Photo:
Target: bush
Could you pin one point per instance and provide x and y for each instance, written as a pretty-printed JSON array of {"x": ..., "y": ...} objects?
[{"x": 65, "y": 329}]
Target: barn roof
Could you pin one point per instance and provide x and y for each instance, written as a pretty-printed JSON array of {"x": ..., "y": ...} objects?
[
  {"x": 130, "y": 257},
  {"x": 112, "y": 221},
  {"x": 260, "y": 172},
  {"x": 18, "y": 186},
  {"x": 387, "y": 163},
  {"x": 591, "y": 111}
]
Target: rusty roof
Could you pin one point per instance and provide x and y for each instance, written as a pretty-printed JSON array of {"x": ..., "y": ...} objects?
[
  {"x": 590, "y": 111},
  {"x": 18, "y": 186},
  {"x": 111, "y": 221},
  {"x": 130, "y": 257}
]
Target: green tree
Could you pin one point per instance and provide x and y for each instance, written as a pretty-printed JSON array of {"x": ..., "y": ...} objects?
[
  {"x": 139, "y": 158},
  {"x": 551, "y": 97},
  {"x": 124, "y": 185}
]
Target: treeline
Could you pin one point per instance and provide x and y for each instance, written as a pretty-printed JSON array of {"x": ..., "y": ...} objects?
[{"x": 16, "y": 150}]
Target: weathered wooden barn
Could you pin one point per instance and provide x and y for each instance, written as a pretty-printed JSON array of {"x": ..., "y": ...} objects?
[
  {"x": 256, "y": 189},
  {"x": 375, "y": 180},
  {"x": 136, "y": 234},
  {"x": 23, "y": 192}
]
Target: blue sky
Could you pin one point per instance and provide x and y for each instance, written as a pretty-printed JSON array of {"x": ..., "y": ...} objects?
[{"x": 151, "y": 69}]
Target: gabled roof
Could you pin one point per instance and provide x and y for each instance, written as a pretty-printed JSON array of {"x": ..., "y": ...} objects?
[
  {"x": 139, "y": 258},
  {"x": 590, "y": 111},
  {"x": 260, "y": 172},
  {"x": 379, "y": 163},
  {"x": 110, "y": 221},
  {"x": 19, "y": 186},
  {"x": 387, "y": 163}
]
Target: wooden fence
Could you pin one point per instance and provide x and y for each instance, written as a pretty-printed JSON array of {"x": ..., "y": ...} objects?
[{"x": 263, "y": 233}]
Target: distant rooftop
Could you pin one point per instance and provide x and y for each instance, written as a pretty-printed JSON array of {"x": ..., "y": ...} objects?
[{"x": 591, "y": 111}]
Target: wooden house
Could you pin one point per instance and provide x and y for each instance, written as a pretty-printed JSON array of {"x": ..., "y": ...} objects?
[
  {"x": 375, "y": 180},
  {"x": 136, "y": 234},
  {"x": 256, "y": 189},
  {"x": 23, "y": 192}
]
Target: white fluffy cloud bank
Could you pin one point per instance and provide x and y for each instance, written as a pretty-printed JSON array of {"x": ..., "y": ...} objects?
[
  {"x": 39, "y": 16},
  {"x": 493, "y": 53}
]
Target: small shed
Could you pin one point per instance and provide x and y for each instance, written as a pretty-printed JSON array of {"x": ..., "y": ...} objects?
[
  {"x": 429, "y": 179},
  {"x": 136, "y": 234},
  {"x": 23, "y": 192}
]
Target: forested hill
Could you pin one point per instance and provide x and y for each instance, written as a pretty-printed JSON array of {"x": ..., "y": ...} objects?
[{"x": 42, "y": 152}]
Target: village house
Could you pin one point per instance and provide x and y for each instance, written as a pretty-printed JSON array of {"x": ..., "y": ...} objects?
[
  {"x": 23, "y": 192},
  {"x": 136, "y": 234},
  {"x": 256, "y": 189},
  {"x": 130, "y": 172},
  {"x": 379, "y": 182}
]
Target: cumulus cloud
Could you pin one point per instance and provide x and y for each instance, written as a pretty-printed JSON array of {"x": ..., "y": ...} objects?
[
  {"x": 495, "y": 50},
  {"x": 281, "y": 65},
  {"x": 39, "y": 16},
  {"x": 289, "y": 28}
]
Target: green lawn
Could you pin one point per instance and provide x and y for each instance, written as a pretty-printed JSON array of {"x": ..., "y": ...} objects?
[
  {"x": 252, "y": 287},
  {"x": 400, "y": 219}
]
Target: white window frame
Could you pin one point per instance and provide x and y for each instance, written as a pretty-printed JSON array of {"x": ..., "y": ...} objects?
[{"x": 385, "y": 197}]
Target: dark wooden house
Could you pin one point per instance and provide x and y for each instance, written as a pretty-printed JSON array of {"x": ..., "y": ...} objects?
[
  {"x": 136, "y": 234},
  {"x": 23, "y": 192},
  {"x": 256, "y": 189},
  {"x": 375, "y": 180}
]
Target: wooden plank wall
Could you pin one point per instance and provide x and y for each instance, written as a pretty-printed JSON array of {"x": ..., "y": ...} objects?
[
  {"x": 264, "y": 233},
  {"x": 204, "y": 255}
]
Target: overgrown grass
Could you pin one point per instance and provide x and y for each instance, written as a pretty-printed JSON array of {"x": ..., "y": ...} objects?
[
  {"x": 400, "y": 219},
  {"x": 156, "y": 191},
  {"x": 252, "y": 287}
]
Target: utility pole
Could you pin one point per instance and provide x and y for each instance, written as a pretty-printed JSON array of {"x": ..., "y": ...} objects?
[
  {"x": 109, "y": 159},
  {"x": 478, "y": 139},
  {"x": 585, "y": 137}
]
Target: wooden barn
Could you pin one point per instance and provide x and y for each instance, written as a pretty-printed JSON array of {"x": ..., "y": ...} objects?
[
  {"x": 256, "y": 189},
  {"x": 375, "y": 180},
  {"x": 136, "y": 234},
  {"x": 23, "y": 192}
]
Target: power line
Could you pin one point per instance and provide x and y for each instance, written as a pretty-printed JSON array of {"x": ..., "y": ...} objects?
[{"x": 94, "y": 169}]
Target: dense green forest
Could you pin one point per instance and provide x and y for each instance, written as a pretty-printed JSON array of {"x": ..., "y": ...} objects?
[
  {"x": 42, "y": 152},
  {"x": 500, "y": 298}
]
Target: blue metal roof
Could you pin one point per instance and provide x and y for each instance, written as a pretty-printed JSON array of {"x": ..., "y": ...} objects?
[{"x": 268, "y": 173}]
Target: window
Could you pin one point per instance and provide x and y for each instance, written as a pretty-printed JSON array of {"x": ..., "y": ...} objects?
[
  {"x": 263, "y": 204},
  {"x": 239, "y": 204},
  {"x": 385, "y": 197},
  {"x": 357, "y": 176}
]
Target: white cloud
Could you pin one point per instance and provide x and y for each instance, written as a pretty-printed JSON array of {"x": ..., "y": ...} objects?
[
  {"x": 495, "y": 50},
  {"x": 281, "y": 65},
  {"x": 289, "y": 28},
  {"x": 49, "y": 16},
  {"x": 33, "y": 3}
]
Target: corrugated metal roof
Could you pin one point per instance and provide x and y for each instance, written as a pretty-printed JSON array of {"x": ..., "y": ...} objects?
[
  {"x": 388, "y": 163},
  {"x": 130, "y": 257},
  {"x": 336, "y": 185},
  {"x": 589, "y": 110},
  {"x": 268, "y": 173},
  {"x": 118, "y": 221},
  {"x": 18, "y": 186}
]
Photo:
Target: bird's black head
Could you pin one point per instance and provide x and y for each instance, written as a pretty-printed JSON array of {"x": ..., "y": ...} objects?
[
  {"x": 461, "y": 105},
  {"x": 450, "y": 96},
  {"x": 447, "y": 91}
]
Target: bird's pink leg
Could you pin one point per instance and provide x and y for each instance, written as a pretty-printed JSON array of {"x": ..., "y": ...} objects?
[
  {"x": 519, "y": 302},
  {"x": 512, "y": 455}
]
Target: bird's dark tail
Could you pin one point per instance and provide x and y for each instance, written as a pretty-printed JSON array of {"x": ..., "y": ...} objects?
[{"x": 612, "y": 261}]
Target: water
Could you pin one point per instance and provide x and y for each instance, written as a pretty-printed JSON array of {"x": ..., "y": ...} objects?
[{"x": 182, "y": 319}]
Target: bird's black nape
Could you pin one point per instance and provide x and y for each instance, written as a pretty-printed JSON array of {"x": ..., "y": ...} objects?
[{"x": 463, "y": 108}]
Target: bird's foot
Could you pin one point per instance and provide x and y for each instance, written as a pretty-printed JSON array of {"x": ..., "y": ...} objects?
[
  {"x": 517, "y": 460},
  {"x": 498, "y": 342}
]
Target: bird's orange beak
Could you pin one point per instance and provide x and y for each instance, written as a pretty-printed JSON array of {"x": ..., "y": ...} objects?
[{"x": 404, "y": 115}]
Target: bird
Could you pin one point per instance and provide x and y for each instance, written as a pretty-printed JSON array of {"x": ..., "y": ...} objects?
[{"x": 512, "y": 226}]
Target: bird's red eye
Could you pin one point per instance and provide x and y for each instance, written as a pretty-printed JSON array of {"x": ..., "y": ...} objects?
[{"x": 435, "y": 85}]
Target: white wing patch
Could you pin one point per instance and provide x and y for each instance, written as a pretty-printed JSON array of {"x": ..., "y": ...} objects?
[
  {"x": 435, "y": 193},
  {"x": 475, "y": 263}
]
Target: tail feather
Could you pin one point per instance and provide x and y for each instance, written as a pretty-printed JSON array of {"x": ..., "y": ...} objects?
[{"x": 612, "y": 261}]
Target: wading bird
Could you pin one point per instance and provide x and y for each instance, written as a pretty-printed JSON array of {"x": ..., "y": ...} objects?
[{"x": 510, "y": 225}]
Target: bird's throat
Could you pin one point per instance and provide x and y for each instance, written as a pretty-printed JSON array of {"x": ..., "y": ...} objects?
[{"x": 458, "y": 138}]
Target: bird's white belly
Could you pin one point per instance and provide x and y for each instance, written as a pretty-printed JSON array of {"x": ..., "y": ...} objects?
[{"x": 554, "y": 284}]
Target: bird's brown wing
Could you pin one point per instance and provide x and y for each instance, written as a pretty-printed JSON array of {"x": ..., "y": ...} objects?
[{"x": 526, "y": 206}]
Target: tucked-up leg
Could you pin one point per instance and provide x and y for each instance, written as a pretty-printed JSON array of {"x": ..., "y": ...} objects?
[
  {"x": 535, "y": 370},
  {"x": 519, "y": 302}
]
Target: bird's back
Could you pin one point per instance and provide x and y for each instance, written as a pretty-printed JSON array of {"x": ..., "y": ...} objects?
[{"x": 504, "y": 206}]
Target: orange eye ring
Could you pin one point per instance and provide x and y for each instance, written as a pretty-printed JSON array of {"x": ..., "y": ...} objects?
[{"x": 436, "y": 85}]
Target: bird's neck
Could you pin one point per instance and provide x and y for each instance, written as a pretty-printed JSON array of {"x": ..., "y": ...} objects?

------------

_THE PROBLEM_:
Lines wanted from the listing above: the line with "Target: white wing patch" up to and including the line with "Target: tail feather". Please write them out exactly, adding nothing else.

_SOLUTION_:
Target: white wing patch
Could you pin one point per instance and provide x and y for each instance, written as a pretty-printed JSON array of {"x": ..., "y": ...} objects?
[
  {"x": 435, "y": 193},
  {"x": 475, "y": 263}
]
Target: tail feather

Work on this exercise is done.